Tour of Britain

August 30, 2006

this year’s tour of britain got underway yesterday, and just as happened last year a breakaway succeeded and the stage winner now has over 2 minutes over his rivals and could possible now have won the tour on the first day.

this is a problem with the tour of britain that the organisers need to address. with no time trials and a very flat course this year the race looks like being one long yawn in the style of a late summer chain-gang.

the organisers really needed to have put some challenging long climbs into the race near the end of stages to really break up the field. however, any climbs that are there seem to be of the steep, short variety that no one is going to lose time on; and even if you do get shelled out the back, due to where the climbs are you can get back into the field before the finish.

what i don’t understand is why such great cycling country as the scottish mountains, wales and the peak district were ignored by the officials in favour of flat (and dull) stages as we have seen this year. i realise that the organisers are limited to the length of the tour at the moment (until the UCI promote the race to protour standard) and often have their hands tied as to where the race goes due to officialdom and police “reservations” but that is no reason to make the race so easy and dull.

everyone knows that races are decided in the mountains, that is why they get the biggest crowds. the real strongmen can distance their rivals and often put in a race-winning surge once the gradient steepens. but on the flat, with a couple of exceptions, the race is pretty much up for grabs. this makes for dull racing.

if british cycling want to promote the sport to a larger audience in this country then they really need to start by making the premier uk race more interesting by introducing more “real” climbs and better finishing venues – finishing in big cities, while it may be what the sponsors want (big crowds, etc), will never generate the results and spectacle of a mountain-top finale.

snake pass

August 23, 2006

the snake is a climb that i do about 4-5 times a week as it is on my doorstep. it is just over 3 miles long and has an average gradient of around 7%.

the climb proper begins at the royal oak pub:

the first part is pretty steep and can initially tire you out if you attack it too agressively.

the climb then flattens out on the first corner before going back up to about 8%:

then the road seems to get heavy and drags on your legs:

around the middle of the climb the gradient slackens off a bit but still takes it out of you (looking down the road):

but if you look to your right you get a nice view of the reservior:

then the road seems to just go on and on:

before kicking up about 2/3rds of the way in:

then it really flattens off toward the top and the bleak moors:

i usually take around 20 mins to go up here, but pushing it i can do the climb in around 17 mins. if you are going up the snake you need to beware of the motorcyclists who go up around 100mph (seriously) and the chavs in their ford fiestas who are always sure to shout something stupid as they pass you. 🙂 😕

on the 10th of september there is a hill climb TT event organised by my club.

Prompt A -
Condense the paragraph of the cycling blog posts that begins "the organisers really needed" into two short sentences, keeping its main facts.
Prompt B -
From the cycling blog posts, extract the passage that opens with the words containing "what i don’t" and closes with "for dull racing.".

Given data -
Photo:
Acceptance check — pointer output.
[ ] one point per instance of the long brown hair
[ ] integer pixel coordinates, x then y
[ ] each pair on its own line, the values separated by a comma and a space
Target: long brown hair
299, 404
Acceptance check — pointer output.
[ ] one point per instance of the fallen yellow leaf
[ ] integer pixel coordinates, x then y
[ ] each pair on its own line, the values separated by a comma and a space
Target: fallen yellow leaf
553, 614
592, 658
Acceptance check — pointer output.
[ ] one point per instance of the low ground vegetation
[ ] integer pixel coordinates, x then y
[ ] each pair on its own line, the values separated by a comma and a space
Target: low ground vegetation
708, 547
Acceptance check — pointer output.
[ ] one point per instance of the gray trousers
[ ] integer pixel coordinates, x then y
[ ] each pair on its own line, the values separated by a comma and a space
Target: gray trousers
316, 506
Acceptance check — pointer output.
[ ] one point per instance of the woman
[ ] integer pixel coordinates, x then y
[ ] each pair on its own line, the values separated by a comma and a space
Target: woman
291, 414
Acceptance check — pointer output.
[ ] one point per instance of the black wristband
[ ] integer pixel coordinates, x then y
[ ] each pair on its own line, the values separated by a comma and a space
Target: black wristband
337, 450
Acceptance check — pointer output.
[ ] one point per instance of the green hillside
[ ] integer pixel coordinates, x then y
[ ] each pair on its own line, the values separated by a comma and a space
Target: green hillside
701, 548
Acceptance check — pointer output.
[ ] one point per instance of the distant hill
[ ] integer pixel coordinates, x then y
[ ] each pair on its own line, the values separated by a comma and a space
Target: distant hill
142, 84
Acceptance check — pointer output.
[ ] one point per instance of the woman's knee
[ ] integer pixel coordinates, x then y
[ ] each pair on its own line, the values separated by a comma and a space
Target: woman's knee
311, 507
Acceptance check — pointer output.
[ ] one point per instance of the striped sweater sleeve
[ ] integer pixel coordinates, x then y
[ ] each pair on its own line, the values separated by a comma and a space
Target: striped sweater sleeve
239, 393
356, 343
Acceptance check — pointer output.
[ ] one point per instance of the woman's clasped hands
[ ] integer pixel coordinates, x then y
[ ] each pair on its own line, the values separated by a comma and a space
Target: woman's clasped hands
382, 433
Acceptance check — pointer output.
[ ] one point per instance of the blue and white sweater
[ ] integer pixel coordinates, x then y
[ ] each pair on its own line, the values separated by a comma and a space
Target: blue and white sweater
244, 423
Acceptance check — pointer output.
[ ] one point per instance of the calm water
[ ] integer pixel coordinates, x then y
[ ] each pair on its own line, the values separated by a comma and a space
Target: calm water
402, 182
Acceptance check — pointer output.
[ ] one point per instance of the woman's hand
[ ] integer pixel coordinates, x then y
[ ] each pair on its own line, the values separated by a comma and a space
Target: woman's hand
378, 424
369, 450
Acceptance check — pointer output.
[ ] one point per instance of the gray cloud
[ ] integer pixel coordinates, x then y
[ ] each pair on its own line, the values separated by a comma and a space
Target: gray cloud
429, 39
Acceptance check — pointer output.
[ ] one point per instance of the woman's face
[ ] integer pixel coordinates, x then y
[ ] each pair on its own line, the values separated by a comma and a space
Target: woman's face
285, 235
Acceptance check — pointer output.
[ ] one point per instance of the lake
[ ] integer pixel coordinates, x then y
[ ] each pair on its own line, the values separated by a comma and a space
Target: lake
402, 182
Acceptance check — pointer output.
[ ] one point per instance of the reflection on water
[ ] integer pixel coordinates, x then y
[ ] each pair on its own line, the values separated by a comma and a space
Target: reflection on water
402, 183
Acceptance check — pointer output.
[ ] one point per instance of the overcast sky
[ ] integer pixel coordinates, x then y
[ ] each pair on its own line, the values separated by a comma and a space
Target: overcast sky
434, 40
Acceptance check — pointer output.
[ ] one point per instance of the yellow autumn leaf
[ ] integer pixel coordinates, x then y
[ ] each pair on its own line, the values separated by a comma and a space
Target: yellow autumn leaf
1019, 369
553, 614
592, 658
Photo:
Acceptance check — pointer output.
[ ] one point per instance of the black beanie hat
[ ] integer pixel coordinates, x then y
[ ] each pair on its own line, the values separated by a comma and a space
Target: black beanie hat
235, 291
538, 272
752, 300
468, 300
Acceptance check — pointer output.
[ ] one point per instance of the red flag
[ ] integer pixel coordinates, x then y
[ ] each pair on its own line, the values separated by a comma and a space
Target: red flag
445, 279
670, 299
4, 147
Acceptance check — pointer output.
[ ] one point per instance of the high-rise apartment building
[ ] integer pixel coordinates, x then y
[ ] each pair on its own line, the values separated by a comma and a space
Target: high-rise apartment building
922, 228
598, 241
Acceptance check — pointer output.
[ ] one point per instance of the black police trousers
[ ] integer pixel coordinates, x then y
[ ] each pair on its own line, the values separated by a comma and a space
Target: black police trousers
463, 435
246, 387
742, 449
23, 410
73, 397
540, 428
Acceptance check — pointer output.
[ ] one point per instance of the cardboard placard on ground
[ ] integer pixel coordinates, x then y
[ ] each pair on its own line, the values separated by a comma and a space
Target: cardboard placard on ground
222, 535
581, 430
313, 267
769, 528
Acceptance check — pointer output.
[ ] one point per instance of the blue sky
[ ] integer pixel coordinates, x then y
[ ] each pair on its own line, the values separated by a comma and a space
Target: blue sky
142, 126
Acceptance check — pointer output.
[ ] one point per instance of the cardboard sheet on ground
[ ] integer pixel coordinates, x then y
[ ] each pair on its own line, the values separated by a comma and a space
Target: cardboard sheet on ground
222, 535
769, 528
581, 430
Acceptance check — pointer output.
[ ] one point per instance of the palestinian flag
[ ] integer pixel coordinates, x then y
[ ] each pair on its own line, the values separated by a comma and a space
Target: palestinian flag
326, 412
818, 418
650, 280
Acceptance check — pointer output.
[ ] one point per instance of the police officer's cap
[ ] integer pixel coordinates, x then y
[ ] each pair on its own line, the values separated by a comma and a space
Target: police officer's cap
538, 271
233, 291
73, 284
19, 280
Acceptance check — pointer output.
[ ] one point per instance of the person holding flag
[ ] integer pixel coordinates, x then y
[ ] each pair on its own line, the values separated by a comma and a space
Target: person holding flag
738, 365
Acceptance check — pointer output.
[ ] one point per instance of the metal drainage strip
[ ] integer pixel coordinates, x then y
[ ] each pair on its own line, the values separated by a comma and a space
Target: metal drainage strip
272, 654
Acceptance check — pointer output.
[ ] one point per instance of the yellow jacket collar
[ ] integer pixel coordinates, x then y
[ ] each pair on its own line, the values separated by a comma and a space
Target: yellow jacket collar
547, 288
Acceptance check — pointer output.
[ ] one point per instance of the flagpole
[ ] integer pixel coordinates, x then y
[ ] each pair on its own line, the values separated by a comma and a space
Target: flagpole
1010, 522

Task solution A -
The organisers should have put long, challenging climbs near the ends of stages to break up the field. The climbs that are included are short and steep, so no one loses time on them, and because of where they sit, dropped riders can rejoin the field before the finish.

Task solution B -
what i don’t understand is why such great cycling country as the scottish mountains, wales and the peak district were ignored by the officials in favour of flat (and dull) stages as we have seen this year. i realise that the organisers are limited to the length of the tour at the moment (until the UCI promote the race to protour standard) and often have their hands tied as to where the race goes due to officialdom and police “reservations” but that is no reason to make the race so easy and dull.

everyone knows that races are decided in the mountains, that is why they get the biggest crowds. the real strongmen can distance their rivals and often put in a race-winning surge once the gradient steepens. but on the flat, with a couple of exceptions, the race is pretty much up for grabs. this makes for dull racing.